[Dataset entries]
========================

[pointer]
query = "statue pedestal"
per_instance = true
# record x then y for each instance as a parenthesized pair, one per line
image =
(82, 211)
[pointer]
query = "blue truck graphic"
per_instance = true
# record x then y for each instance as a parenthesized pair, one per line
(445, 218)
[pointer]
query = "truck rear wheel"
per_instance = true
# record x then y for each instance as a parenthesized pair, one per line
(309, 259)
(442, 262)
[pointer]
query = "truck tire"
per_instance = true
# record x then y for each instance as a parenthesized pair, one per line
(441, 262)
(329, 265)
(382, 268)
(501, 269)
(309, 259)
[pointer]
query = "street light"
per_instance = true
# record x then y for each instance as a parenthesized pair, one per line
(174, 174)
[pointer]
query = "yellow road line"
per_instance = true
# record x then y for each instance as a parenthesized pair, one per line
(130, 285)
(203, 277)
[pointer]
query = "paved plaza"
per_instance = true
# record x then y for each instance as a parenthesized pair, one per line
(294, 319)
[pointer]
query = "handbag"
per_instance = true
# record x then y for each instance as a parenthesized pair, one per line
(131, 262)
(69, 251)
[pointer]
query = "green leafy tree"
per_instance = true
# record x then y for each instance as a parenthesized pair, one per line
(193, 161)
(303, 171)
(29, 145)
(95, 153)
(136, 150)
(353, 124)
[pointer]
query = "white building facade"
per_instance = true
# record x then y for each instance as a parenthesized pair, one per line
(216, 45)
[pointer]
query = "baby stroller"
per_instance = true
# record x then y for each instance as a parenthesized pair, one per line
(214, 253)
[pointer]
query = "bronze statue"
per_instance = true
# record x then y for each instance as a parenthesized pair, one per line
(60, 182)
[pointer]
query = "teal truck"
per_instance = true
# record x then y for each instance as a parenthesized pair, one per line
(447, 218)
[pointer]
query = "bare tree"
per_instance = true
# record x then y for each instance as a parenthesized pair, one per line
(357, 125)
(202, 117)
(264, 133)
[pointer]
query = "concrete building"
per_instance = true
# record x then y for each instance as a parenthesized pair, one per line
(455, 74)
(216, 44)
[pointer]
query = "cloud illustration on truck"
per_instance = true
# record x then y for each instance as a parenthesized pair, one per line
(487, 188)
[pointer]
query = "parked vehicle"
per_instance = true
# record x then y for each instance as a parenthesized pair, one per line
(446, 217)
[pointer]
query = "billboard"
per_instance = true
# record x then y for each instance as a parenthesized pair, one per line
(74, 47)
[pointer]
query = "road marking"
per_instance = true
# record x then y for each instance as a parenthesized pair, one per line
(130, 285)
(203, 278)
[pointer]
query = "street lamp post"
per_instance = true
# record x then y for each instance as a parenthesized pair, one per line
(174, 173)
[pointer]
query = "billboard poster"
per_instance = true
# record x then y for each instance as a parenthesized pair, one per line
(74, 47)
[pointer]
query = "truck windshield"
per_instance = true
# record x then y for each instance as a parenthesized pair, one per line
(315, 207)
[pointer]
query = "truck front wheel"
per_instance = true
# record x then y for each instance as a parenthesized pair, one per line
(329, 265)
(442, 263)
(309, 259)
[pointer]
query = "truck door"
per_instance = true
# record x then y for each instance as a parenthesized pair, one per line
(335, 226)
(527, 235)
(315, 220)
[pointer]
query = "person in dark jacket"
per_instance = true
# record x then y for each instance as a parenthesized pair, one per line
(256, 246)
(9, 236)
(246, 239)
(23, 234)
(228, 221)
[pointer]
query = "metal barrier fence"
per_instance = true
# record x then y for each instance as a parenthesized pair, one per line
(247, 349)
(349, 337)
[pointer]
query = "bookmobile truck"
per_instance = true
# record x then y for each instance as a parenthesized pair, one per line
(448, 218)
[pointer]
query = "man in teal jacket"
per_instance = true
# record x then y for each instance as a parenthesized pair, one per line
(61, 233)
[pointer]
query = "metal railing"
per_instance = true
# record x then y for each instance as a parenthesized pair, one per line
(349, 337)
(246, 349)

========================

> _WORK REQUIRED_: Find the lines above that include the string "truck" and copy them.

> _RESULT_:
query = "blue truck graphic"
query = "truck rear wheel"
query = "truck tire"
query = "teal truck"
query = "cloud illustration on truck"
query = "truck windshield"
query = "truck front wheel"
query = "truck door"
query = "bookmobile truck"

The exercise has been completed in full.